{DAY 5 ME CHALLENGE - YESTERDAY'S BLUES}
OMG, I haven't been sleeping well these past few nights. I think it's the ole ulcer flarin up again. Plop plop fizz fizz, that's what dinner felt like last night going down. LOL
So, what do I do to help? Drink 3 cups of coffee today to make up for lack-of-sleep syndrome.....
which really helps the bloated buddha-belly. (I know - ewww gross. lol)
WHAT WAS I THINKING?
LOVE that Christine Lavin song... She really really cracks me up.
http://www.christinelavin.com/
I saw her in a so-chic boho little restaurant-downstairs-music-stage upstairs place in Philly called The Tin Angel.
They have all kinds of singers that take the stage there. I used to go there all the time in another life....
<TOTAL SIGH> I am SO putting that on the list of ME things the next couple a weeks.
I was kinda frustrated today with the challenge. Although I was happy to have the time to clean up da mess mountain, I was also annoyed that I could have been spending it doing something else, namely scrapping! And I was mad at myself for letting it get so bad in the first place.

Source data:
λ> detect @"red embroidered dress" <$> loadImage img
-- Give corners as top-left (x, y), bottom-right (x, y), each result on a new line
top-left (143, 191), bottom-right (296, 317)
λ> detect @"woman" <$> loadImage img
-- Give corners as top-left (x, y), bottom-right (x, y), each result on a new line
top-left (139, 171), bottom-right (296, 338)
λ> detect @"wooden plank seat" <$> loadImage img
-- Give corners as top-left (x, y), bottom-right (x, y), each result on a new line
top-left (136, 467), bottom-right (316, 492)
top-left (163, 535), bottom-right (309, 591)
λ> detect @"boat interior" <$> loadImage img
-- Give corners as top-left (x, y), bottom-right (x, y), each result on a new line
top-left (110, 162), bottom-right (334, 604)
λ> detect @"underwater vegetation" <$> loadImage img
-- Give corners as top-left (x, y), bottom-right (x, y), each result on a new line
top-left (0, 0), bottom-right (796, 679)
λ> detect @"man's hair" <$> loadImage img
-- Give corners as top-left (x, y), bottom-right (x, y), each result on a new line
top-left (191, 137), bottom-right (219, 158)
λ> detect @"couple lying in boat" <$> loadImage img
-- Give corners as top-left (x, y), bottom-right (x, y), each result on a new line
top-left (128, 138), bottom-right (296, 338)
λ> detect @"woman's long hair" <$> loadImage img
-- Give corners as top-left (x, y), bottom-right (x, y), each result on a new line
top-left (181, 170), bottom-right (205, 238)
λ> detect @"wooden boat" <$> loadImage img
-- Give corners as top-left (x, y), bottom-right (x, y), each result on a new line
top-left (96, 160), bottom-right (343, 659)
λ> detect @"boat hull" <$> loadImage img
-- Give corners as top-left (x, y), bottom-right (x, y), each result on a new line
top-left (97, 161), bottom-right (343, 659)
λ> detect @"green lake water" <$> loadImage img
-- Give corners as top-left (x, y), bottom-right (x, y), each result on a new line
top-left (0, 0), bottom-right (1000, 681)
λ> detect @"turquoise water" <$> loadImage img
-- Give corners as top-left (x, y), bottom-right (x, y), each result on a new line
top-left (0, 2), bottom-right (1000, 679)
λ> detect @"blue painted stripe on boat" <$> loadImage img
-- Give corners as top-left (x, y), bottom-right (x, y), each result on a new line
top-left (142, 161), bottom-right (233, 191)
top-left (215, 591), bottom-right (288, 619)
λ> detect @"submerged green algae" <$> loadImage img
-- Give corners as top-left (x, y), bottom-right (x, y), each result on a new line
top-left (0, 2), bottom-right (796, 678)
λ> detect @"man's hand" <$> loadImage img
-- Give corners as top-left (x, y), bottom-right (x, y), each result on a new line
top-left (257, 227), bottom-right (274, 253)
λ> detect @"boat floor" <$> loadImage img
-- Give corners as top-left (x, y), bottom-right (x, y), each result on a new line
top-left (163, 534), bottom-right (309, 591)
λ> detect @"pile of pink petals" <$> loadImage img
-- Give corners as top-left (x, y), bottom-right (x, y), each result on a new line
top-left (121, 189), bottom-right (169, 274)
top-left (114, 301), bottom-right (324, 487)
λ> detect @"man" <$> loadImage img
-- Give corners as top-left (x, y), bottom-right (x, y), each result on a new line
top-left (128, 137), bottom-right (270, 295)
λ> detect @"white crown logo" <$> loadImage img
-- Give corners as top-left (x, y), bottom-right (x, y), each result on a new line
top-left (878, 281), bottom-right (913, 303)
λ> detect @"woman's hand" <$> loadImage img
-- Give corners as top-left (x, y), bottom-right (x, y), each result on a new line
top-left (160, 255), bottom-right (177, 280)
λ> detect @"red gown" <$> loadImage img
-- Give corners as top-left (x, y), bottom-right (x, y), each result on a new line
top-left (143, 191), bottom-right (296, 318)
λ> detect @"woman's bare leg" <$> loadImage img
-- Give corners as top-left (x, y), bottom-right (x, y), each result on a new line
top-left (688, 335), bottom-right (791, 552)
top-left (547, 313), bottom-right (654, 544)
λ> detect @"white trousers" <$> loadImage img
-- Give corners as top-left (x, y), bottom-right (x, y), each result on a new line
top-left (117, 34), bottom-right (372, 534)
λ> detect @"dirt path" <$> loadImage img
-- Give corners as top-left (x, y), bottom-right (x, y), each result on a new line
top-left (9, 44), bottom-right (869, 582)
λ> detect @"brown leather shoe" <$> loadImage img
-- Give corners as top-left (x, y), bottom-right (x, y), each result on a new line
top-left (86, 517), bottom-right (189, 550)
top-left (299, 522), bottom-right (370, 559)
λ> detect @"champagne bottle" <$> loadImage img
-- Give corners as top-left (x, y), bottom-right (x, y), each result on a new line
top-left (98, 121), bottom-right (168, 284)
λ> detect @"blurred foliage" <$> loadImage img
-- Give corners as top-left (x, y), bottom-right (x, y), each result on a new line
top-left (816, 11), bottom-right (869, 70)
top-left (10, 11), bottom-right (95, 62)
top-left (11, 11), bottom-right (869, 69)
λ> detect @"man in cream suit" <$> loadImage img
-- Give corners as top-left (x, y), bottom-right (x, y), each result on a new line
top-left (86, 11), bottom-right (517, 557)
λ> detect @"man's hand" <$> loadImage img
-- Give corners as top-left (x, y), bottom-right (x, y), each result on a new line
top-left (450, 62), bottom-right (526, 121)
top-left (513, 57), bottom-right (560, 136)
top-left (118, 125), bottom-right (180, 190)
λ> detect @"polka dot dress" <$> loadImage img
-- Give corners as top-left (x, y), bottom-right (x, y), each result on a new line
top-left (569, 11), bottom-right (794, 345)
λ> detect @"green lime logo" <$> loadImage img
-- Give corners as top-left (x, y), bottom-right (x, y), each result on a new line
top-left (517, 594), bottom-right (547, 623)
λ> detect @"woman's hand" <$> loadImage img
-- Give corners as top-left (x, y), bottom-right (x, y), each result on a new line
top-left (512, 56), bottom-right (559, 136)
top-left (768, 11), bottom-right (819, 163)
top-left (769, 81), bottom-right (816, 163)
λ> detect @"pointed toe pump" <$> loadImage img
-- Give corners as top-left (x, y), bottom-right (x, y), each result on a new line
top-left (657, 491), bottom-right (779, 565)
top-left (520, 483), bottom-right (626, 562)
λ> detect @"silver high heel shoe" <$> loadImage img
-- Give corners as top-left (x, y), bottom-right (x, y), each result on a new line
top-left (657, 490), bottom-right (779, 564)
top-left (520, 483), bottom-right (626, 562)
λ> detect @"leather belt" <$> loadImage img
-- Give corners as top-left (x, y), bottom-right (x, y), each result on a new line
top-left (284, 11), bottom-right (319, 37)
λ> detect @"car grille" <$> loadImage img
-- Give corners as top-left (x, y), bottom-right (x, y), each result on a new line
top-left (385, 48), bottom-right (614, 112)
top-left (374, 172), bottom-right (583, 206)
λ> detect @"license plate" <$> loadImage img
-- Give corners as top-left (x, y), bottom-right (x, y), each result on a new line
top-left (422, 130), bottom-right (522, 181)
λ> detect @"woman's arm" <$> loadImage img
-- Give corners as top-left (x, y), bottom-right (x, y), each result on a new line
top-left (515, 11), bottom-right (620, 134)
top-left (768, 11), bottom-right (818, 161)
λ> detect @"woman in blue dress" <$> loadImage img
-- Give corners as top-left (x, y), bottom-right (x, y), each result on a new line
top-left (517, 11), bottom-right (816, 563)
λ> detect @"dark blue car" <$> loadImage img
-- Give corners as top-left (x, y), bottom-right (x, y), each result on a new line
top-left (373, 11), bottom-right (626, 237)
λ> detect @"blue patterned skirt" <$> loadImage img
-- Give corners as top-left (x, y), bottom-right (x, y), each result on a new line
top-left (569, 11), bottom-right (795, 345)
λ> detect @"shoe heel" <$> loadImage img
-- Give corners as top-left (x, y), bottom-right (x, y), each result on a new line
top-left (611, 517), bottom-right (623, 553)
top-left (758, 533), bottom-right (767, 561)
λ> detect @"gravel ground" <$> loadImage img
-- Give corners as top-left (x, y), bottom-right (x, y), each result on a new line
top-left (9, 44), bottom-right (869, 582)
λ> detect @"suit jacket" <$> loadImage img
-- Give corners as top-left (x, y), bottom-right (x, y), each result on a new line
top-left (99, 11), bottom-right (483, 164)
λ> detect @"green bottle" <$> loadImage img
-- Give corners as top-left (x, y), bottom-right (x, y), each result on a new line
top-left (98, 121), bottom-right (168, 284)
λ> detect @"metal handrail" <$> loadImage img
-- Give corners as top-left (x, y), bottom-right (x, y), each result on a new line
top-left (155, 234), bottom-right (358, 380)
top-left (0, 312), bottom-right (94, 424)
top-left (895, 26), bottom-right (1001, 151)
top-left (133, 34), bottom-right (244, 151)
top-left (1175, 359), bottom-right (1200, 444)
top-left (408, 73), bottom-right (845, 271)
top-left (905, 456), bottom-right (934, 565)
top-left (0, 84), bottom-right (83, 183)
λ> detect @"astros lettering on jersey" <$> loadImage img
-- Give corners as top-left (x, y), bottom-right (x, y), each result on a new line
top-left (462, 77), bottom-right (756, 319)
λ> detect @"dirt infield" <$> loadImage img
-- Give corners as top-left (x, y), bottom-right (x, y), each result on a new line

Task set:
• A. In the blog post, what is the name of the Philly place where the writer saw Christine Lavin?
• B. Please translate this sentence from the blog post into Spanish: "They have all kinds of singers that take the stage there."
Answer using only the blog post.

The responses:
• A. The Tin Angel

• B. Allí tienen toda clase de cantantes que suben al escenario.